───── TEXT ─────
ANOTHER INTERESTING COIF AT THE TATE
Pablo PICASSO – The Three Dancers – 1925
The jagged forms of Three Dancers convey an explosion of energy. The image is laden with Picasso’s personal recollections of a triangular affair, which resulted in the heart-broken suicide of his friend Carlos Casagemas. Love, sex and death are linked in an ecstatic dance. The left-hand dancer, in particular, seems possessed by an uncontrolled Dionysian frenzy. Her face relates to a mask from Torres Strait, New Guinea, owned by the artist and points to Picasso’s association of ‘primitive’ forms with expressiveness and sexuality.
René MAGRITTE – The Annunciation – 1930
Salvador DALÍ – Metamorphosis of Narcissus – 1937
According to Greek mythology, Narcissus fell in love with his own reflection in a pool. Unable to embrace the watery image, he pined away, and the gods immortalized him as a flower. Dalí shows this metamorphosis by doubling a crouching figure by the lake with a hand clutching an egg, from which the narcissus flower sprouts.
Cildo MEIRELES – Babel 2001 – 2001
Susumi KOSHIMIZU – From Surface to Surface – 1971
Niki de SAINT PHALLE – Shooting Picture – 1961
Generator Hostel – Dr. Who Floor
1984 – Theater version of Orwell’s classic novel. It’s interesting to see it in London with Big Brother watching in the form of CCTV in every nook and cranny of the city. It’s really kind of creepy, to be honest. It’s fun to play the camera game by checking once and a while whether there is one in close proximity. Usually, the effort will render more than one.
These are groups of three large elevators to transfer large quantities of people to the street level and vice versa. People cram into the back of the elevator, the door closes behind them, the car rises, the door open in front of them and the people march off. It reminded me of an assembly line where the people are secondary to the machinery, their humanity sucked out of them. At least that’s how it felt after seeing 1984.
A little humanity on the walk back to the Generator.
───── EXTRACTED ENTRIES ─────
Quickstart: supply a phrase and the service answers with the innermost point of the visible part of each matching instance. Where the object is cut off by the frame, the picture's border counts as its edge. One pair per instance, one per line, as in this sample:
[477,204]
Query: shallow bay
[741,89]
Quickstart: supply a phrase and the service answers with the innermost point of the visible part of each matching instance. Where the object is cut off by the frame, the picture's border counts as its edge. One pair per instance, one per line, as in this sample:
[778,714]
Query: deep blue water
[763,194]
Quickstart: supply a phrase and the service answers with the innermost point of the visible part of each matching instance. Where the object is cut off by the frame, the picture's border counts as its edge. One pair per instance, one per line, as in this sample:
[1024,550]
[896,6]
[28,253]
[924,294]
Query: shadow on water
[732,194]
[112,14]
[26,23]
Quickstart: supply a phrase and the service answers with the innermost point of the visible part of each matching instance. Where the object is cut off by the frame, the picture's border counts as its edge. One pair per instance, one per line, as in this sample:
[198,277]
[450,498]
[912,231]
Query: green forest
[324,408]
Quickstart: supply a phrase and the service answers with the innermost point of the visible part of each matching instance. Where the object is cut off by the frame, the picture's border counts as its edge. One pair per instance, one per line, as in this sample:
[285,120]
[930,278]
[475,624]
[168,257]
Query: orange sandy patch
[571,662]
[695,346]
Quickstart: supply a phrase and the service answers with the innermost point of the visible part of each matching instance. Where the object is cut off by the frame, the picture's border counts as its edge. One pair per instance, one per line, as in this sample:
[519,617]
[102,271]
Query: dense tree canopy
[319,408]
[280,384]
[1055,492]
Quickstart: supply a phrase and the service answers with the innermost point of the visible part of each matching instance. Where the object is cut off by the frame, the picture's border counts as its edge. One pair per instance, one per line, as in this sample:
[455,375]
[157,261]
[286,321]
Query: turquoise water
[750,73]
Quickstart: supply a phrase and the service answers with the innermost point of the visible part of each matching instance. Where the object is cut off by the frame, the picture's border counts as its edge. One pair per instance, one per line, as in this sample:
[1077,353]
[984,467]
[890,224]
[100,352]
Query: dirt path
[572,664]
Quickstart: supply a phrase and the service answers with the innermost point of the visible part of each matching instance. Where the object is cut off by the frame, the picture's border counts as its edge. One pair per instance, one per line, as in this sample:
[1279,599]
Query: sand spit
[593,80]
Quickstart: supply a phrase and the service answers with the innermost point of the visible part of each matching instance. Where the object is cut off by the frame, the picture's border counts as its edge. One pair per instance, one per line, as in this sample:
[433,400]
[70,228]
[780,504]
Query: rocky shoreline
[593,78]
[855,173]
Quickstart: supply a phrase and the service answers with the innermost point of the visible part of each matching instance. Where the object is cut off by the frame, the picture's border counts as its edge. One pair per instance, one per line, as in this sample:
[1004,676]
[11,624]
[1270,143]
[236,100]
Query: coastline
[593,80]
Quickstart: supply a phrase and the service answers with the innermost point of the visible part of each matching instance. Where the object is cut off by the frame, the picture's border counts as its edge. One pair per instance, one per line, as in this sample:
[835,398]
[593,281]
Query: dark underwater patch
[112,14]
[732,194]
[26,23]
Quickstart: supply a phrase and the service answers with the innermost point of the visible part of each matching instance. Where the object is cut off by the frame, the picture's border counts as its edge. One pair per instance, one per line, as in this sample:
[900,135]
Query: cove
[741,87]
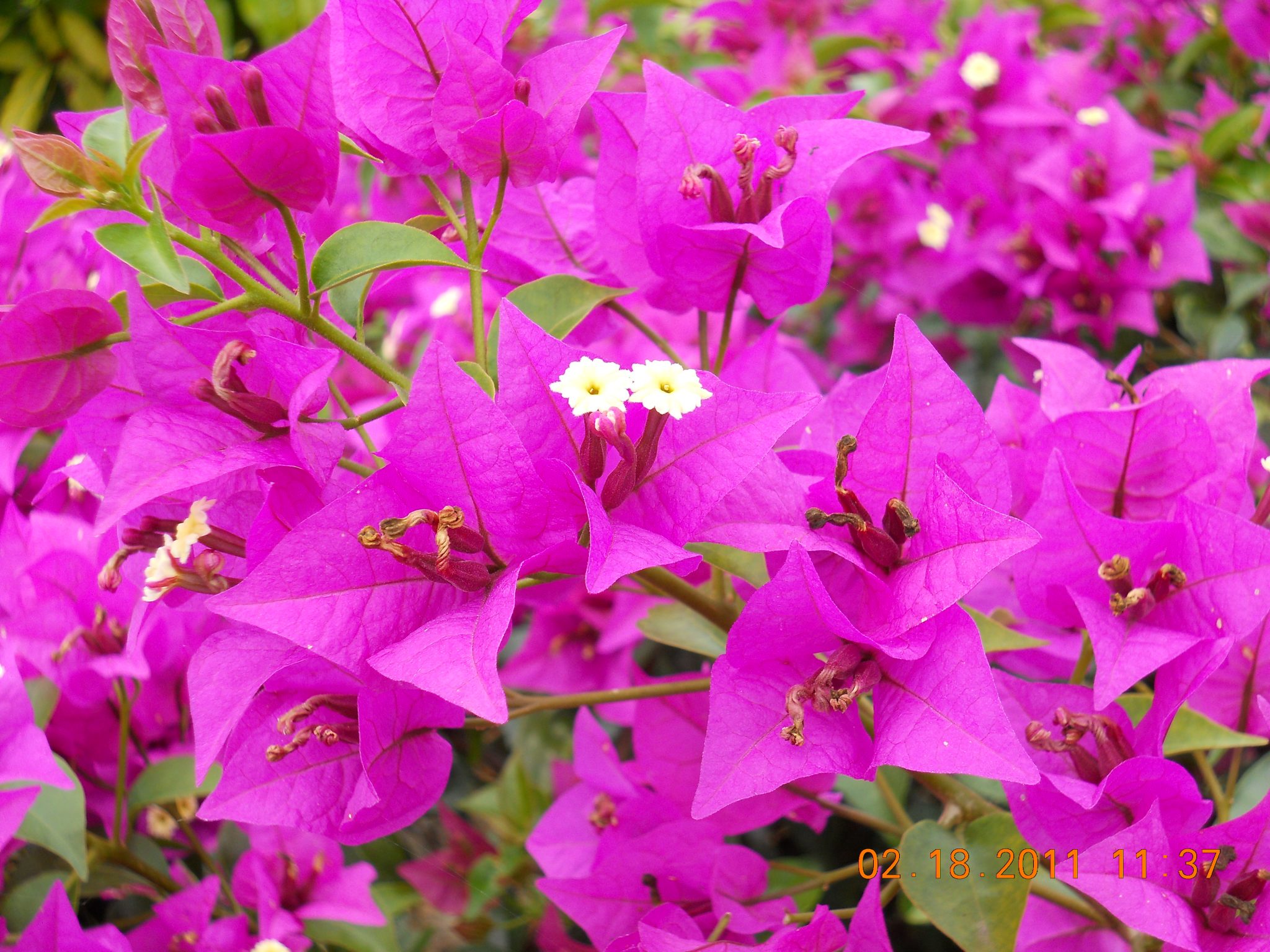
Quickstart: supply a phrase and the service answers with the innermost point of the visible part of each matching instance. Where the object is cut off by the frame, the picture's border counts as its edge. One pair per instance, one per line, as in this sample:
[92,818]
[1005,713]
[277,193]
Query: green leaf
[391,897]
[998,638]
[24,901]
[678,626]
[169,780]
[371,247]
[1222,240]
[1067,15]
[1242,287]
[478,374]
[1253,787]
[558,302]
[56,822]
[483,884]
[1230,133]
[751,566]
[138,152]
[1191,730]
[109,136]
[148,249]
[429,223]
[202,284]
[60,209]
[350,299]
[350,148]
[980,912]
[43,699]
[831,48]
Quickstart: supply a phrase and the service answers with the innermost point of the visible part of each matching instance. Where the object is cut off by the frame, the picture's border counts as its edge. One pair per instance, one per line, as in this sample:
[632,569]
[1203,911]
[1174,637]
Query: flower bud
[848,444]
[55,164]
[221,108]
[253,84]
[876,544]
[1165,580]
[900,522]
[1116,573]
[619,485]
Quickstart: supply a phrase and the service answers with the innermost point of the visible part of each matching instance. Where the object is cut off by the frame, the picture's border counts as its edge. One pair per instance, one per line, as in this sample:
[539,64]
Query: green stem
[585,699]
[494,215]
[893,804]
[475,288]
[950,790]
[634,320]
[361,353]
[298,250]
[260,268]
[846,813]
[208,862]
[721,928]
[1232,777]
[804,918]
[361,431]
[121,772]
[1065,897]
[729,310]
[355,467]
[1213,783]
[817,883]
[120,855]
[672,586]
[241,302]
[704,338]
[352,423]
[443,203]
[1083,662]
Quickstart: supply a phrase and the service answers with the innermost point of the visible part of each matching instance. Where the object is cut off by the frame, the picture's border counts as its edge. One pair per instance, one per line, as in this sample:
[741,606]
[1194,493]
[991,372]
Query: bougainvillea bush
[765,474]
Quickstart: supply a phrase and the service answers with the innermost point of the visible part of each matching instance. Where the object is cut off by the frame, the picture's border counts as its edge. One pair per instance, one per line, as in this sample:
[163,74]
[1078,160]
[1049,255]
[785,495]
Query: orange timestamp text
[1026,863]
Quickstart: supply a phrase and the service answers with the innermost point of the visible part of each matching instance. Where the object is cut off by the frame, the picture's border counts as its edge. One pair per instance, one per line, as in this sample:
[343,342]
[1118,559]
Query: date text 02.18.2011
[1026,863]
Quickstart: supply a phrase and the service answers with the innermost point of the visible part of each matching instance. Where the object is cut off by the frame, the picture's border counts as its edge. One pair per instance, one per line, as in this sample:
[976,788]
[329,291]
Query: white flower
[934,231]
[592,386]
[192,528]
[980,71]
[667,387]
[161,573]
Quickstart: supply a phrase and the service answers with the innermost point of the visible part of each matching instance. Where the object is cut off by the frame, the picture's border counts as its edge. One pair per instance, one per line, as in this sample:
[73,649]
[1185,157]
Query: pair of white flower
[162,569]
[595,386]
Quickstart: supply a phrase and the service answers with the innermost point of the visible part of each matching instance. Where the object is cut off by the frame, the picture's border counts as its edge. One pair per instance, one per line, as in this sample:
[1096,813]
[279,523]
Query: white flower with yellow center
[161,573]
[980,71]
[667,387]
[935,230]
[1093,116]
[192,528]
[593,386]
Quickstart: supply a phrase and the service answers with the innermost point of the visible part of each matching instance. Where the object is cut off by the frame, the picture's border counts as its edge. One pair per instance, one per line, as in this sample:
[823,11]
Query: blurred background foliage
[52,52]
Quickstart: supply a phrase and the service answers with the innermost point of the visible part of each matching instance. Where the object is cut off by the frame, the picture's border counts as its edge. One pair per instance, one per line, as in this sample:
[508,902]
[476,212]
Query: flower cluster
─────
ACTION ITEM. From the text about the Tate visit and London, return everything from "These are groups" down to "to the Generator.", word for word.

RESPONSE BELOW.
These are groups of three large elevators to transfer large quantities of people to the street level and vice versa. People cram into the back of the elevator, the door closes behind them, the car rises, the door open in front of them and the people march off. It reminded me of an assembly line where the people are secondary to the machinery, their humanity sucked out of them. At least that’s how it felt after seeing 1984.
A little humanity on the walk back to the Generator.